**PROBLEM DESCRIPTION:** The entries that follow should be written out exactly.
* * * * * * *
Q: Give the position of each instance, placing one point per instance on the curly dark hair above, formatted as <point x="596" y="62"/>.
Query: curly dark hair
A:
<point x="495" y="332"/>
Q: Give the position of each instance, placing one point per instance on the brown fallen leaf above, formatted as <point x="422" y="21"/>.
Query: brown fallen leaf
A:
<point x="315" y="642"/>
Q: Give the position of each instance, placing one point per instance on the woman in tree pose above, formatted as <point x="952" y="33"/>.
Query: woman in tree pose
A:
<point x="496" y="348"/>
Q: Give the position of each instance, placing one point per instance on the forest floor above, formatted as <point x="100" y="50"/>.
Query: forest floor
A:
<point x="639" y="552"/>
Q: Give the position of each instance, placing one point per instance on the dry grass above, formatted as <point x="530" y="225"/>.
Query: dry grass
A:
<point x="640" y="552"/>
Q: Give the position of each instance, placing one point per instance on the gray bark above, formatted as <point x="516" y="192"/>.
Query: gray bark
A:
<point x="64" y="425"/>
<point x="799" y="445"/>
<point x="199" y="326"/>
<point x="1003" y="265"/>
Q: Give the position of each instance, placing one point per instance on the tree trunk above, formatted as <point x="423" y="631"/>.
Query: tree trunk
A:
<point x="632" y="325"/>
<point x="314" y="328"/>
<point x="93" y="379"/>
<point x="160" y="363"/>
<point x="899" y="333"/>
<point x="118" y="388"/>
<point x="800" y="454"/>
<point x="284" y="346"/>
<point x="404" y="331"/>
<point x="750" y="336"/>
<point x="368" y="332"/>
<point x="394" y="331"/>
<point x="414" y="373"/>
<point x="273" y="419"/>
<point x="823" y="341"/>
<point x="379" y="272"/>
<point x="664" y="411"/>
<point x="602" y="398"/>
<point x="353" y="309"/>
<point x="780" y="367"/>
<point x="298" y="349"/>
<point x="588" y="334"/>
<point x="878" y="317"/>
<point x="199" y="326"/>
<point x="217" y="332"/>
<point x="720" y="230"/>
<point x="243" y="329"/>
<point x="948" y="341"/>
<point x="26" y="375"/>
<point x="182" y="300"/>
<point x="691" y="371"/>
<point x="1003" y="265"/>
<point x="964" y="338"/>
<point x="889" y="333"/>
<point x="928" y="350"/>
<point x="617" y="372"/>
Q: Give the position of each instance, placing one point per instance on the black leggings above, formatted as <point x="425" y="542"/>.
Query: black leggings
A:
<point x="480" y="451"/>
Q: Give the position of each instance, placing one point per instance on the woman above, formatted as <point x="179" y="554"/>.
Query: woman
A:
* * * * * * *
**TASK OUTPUT:**
Q: Give the position of each instance, placing one point per instance on the curly dark hair above, formatted as <point x="596" y="62"/>.
Query: curly dark hair
A:
<point x="495" y="332"/>
Q: Give the position of each instance, placing one point per instance on the brown fallen leaf above, formatted as <point x="422" y="21"/>.
Query: brown fallen leaf
A:
<point x="315" y="642"/>
Q: Give the position of each instance, placing one point per instance on the woman in tree pose above, formatted as <point x="952" y="33"/>.
Query: woman in tree pose
A:
<point x="496" y="348"/>
Q: Give the position of each instance, placing one point per instance on the forest floor above, formatted as <point x="100" y="50"/>.
Query: forest floor
A:
<point x="639" y="552"/>
Q: Give the position of each instance, placing one point per instance on the dry grass above, formatted as <point x="530" y="225"/>.
Query: dry grass
A:
<point x="640" y="552"/>
Q: Give the position of each instance, placing one point per instance on the gray bark above, formatted as <point x="516" y="192"/>.
Query: gray bark
A:
<point x="64" y="425"/>
<point x="799" y="445"/>
<point x="199" y="326"/>
<point x="1003" y="265"/>
Q: Give the position of each instance, placing one point per instance on the tree trunk above, formatted as <point x="423" y="631"/>.
Query: tree trunk
A:
<point x="632" y="325"/>
<point x="314" y="328"/>
<point x="93" y="379"/>
<point x="160" y="363"/>
<point x="899" y="333"/>
<point x="118" y="388"/>
<point x="800" y="454"/>
<point x="284" y="346"/>
<point x="404" y="331"/>
<point x="750" y="336"/>
<point x="368" y="332"/>
<point x="394" y="331"/>
<point x="414" y="373"/>
<point x="273" y="419"/>
<point x="823" y="341"/>
<point x="379" y="272"/>
<point x="664" y="411"/>
<point x="602" y="398"/>
<point x="353" y="309"/>
<point x="780" y="367"/>
<point x="298" y="349"/>
<point x="588" y="334"/>
<point x="878" y="317"/>
<point x="199" y="326"/>
<point x="217" y="332"/>
<point x="720" y="230"/>
<point x="243" y="329"/>
<point x="948" y="341"/>
<point x="26" y="375"/>
<point x="182" y="300"/>
<point x="691" y="371"/>
<point x="1003" y="265"/>
<point x="964" y="338"/>
<point x="889" y="333"/>
<point x="928" y="350"/>
<point x="617" y="372"/>
Q: Give the position of each instance, placing one point per instance on the black leggings above, formatted as <point x="425" y="542"/>.
Query: black leggings
A:
<point x="480" y="451"/>
Q: Give the position of each instance, placing one point per instance on the woman above, formatted as <point x="179" y="554"/>.
Query: woman
A:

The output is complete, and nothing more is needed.